◆ **The exercise**
Lay out the records below as a Markdown table with the columns "Row" and "Record text." Cover the part that opens with the first line of the records and closes with the line containing "x=473 y=211", giving one numbered row per line and skipping blank lines.

Coordinate annotation records
┄┄┄┄┄┄┄┄┄┄┄┄┄┄┄┄┄┄┄┄

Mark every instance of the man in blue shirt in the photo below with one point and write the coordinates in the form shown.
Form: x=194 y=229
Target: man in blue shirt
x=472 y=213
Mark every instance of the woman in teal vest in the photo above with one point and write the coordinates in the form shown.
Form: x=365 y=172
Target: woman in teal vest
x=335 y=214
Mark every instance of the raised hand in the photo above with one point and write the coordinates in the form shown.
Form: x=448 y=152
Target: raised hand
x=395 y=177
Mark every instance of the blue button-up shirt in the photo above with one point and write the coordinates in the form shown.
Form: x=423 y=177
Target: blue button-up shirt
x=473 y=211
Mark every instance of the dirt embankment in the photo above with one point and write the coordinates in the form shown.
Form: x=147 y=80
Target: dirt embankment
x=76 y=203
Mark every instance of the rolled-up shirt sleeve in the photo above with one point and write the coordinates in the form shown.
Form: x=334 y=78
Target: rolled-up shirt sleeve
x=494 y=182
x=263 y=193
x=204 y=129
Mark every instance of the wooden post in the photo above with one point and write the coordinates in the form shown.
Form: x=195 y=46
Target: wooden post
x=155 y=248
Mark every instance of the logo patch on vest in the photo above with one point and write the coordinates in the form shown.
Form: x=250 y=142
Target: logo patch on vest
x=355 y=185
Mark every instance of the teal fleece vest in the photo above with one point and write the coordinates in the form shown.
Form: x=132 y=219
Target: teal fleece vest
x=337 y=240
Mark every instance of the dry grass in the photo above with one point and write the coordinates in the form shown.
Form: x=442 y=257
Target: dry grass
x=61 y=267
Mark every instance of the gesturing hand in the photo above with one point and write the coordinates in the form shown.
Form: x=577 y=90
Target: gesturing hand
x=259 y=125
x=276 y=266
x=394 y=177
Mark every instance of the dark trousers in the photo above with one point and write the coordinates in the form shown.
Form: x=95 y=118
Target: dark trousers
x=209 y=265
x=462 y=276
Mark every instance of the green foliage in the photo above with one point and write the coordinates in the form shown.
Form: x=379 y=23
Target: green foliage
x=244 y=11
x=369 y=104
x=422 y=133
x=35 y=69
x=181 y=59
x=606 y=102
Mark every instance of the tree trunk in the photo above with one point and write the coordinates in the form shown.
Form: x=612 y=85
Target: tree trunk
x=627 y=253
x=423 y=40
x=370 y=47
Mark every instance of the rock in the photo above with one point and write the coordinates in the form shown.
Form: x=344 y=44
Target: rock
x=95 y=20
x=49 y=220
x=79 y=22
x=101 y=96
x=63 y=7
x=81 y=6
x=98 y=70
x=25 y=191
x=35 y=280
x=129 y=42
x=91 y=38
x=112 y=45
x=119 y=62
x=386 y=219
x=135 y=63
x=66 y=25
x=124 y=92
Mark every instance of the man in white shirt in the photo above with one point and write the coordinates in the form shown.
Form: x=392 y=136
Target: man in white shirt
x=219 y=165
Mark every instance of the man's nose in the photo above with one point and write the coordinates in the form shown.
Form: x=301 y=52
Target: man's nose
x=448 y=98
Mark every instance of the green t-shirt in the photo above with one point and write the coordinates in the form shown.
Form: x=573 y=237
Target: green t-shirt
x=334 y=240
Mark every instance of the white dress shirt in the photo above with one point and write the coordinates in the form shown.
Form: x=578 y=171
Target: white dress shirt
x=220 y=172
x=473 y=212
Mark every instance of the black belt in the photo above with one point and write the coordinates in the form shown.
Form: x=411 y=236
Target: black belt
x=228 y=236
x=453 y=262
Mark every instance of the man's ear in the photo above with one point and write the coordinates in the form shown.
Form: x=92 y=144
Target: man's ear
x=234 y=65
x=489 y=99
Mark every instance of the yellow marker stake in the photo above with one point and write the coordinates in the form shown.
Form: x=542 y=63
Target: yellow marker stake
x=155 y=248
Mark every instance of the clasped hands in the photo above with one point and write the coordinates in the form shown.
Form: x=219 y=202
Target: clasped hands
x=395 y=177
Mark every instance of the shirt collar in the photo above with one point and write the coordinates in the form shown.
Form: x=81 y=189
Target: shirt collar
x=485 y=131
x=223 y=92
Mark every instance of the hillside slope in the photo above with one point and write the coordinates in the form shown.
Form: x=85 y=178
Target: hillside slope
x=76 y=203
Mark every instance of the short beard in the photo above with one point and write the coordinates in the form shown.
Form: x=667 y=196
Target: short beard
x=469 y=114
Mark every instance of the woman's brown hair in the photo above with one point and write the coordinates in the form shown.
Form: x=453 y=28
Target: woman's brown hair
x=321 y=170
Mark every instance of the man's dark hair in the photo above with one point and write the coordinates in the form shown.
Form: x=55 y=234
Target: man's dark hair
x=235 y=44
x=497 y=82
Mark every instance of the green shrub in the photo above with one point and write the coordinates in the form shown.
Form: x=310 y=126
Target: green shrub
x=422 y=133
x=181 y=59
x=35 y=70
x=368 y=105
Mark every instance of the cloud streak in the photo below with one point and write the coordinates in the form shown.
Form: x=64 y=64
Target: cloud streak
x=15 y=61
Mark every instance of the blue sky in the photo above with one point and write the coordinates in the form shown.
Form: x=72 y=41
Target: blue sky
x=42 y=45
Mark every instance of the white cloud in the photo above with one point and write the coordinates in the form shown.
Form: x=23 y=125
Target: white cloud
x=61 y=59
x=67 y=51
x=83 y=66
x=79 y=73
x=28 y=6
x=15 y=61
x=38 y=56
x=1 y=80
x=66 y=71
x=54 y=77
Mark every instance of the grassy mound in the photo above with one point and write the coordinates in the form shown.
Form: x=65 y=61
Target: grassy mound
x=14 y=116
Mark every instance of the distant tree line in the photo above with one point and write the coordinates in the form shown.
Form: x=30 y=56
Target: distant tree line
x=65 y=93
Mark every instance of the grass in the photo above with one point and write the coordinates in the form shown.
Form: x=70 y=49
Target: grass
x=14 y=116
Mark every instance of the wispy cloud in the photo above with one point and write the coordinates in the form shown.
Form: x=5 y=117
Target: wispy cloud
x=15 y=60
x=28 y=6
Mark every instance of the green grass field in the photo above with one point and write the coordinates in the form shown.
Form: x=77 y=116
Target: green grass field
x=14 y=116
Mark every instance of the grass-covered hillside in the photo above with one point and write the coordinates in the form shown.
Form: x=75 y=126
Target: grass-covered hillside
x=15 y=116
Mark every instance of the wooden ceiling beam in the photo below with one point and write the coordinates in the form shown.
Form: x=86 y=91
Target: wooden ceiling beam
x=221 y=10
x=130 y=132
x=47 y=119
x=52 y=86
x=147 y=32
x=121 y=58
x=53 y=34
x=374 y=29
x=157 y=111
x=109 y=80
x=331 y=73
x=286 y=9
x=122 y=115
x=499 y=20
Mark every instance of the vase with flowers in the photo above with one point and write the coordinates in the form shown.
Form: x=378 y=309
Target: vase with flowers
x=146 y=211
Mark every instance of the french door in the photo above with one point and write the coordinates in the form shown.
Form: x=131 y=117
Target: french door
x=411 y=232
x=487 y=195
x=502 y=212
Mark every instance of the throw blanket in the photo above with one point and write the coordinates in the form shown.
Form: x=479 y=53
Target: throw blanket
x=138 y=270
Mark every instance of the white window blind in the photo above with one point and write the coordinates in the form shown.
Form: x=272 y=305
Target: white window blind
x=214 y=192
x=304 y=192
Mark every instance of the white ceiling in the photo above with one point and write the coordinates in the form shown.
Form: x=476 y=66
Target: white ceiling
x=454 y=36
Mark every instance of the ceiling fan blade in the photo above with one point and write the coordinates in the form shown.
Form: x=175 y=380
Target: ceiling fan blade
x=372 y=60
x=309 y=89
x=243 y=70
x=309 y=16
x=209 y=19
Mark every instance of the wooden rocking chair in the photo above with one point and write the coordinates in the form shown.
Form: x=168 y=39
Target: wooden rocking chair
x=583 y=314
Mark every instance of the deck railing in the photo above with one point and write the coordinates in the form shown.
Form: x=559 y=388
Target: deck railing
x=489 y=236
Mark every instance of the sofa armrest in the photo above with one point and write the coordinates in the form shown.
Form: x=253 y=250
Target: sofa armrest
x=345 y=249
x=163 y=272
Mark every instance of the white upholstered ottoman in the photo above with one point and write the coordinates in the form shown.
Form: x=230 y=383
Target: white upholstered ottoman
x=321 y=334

┄┄┄┄┄┄┄┄┄┄┄┄┄┄┄┄┄┄┄┄

◆ **Answer to the problem**
| Row | Record text |
|---|---|
| 1 | Mark every instance of the man in blue shirt in the photo below with one point and write the coordinates in the form shown. |
| 2 | Form: x=194 y=229 |
| 3 | Target: man in blue shirt |
| 4 | x=472 y=213 |
| 5 | Mark every instance of the woman in teal vest in the photo above with one point and write the coordinates in the form shown. |
| 6 | Form: x=365 y=172 |
| 7 | Target: woman in teal vest |
| 8 | x=335 y=214 |
| 9 | Mark every instance of the raised hand in the photo above with one point and write the coordinates in the form shown. |
| 10 | Form: x=448 y=152 |
| 11 | Target: raised hand |
| 12 | x=395 y=177 |
| 13 | Mark every instance of the blue button-up shirt in the photo above with one point and write the coordinates in the form shown. |
| 14 | Form: x=423 y=177 |
| 15 | Target: blue button-up shirt |
| 16 | x=473 y=211 |